**Instruction:** Identify each line in the entries below that contains the word "bark", and copy those lines.

(Object point labels)
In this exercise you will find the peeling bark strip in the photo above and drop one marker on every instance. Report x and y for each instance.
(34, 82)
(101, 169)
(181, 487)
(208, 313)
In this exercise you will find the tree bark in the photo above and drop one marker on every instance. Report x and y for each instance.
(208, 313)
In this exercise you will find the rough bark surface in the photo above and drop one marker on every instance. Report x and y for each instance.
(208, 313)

==

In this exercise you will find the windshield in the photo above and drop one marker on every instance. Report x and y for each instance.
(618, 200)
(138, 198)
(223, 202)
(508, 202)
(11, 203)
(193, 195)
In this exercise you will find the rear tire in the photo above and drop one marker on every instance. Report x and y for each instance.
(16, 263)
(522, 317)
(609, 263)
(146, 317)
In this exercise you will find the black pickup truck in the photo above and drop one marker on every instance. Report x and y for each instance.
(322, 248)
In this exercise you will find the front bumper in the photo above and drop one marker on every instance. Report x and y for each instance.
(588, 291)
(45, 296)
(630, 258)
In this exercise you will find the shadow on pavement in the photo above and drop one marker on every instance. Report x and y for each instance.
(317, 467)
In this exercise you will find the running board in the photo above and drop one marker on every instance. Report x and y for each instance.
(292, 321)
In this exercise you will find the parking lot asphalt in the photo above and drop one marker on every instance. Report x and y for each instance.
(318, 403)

**Worked solution:**
In this exercise you will find the peeling bark strip in the photo above and drop one marker on every instance. Report x and y for each instance.
In this exercise you will find the tree bark in the photo above and drop one marker on every instance. Report x and y for each instance.
In this exercise you will find the rough bark surface in the photo above and drop one marker on every instance. Report x and y for each instance.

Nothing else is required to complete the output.